SET PROBLEM:
Reproduce the entries exactly.

RECORDS FOR THE EXERCISE:
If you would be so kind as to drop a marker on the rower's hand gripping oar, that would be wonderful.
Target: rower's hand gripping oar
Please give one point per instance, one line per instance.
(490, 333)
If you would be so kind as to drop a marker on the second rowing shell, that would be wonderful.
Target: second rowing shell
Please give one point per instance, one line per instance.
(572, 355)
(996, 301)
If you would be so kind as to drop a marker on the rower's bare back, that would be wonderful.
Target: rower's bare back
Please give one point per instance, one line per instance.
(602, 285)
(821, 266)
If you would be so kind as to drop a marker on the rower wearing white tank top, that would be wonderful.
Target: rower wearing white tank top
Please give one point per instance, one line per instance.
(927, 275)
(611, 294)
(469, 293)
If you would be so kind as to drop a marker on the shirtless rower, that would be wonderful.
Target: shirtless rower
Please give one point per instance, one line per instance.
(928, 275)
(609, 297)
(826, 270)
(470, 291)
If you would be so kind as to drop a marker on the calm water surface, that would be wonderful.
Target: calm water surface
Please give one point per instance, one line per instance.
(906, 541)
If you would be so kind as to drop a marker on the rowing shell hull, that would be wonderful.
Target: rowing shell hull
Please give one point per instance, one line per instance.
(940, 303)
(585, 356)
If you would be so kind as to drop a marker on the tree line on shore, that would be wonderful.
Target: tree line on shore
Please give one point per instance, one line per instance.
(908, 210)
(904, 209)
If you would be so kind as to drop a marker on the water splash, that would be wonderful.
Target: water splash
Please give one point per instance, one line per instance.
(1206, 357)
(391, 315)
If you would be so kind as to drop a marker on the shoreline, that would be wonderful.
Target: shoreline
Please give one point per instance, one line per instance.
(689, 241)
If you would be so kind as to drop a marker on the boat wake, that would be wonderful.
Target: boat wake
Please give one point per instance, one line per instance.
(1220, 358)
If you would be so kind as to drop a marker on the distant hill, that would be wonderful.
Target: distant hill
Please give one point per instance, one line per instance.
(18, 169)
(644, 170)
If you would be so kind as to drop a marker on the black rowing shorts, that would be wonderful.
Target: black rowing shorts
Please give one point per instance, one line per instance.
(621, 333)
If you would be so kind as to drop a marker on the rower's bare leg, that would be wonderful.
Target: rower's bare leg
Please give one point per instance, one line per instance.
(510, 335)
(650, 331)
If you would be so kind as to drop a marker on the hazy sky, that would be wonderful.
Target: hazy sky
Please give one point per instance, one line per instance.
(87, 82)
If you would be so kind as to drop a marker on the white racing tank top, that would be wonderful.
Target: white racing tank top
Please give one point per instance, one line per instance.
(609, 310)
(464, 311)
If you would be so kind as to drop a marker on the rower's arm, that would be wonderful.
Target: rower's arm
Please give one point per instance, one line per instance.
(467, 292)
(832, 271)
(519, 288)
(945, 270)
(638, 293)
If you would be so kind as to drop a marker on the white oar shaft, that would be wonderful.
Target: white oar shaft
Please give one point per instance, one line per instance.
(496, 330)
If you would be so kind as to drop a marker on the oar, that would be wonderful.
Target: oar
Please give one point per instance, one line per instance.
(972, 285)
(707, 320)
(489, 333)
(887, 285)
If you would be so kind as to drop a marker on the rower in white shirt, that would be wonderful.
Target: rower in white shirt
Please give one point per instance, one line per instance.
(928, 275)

OUTPUT BELOW:
If you would be so kind as to drop a marker on the rower's hand gripping oar, that would be wonderful.
Target: rower's hand gripping oar
Please give one point per instance, one line per instance.
(490, 333)
If you would be so kind as to drop a marker on the second rowing shell, that would be wonderful.
Target: second rowing shell
Please give one point per instance, one line per instance.
(572, 355)
(996, 301)
If you would be so kind as to drop a marker on the rower's bare back, that would be wonderful.
Target: rower's bare back
Please give one point per instance, one line per instance.
(602, 285)
(821, 266)
If you would be so kind as to drop a marker on the rower wearing white tank top, that would be wonderful.
Target: rower wearing white tank top
Please give one point per instance, one line per instance.
(927, 275)
(611, 294)
(469, 293)
If you would be so kind as to drop a marker on the shirtless rower, that would be wonderful.
Target: shirtless rower
Please give one point per instance, one line per instance.
(928, 275)
(609, 297)
(826, 270)
(470, 291)
If you would be so kind as to drop a marker on the calm water surface, that would be wonderful.
Target: calm water surface
Please give one point per instance, one line per instance.
(906, 541)
If you would be so kind as to drop a marker on the rowing shell hull, that would be wonderful.
Target: rowing shell hull
Please give one point per instance, one line per instance.
(940, 303)
(585, 356)
If you would be so kind as to drop a marker on the tree line on shore, that would be wonderful.
Target: tree line on shore
Please give one point per instance, one line per instance.
(908, 210)
(904, 209)
If you would be so kind as to drop a marker on the water splash, that would be wonderful.
Target: water splash
Please give one point per instance, one line per instance.
(1206, 357)
(391, 315)
If you would be so kind as to drop a marker on the shoreline, that would be wonderful.
Target: shoreline
Please give one point per instance, one line per instance.
(689, 241)
If you would be so kind as to drop a marker on the boat wake, that would be wonderful.
Target: boat wake
Please give one point per instance, one line per instance.
(1220, 358)
If you would be so kind as to drop a marker on the distant hill, that would be wonderful.
Target: distant hill
Please give one point per instance, one line per instance.
(18, 169)
(644, 170)
If you would be so kind as to drop a marker on the black rowing shorts, that would be wonderful.
Target: black rowing shorts
Please give one point per instance, one line per instance.
(621, 333)
If you would be so kind as to drop a marker on the rower's bare leg, that would be wonderful.
Target: rower's bare leg
Please give one point per instance, one line per instance.
(510, 335)
(650, 331)
If you would be so kind as to drop a marker on the hazy sky, that would be wonderful.
Target: hazy sky
Please give one point per instance, one line per instance.
(87, 82)
If you would be so kind as to drop a marker on the white racing tank top, that would be wonderful.
Target: white racing tank top
Please give one point per instance, one line per instance.
(609, 310)
(464, 311)
If you would be so kind as to drop a marker on the rower's arm, that would be wonderful.
Target: rower's arm
Please give one point per instance, one line per instance.
(467, 292)
(832, 271)
(519, 288)
(945, 270)
(638, 293)
If you would be so kind as to drop a marker on the white oar shaft, that would be wonderful.
Target: white oar shaft
Please give one point per instance, one line per instance.
(496, 330)
If you would be so kind as to drop a marker on the oar, that would be wonderful.
Target: oar
Please give one point per instance, one line per instance.
(972, 285)
(707, 320)
(489, 333)
(887, 285)
If you would be so kind as to drop a marker on the rower in white shirt, that would be wonderful.
Target: rower in white shirt
Please give one point per instance, one line per instance.
(928, 275)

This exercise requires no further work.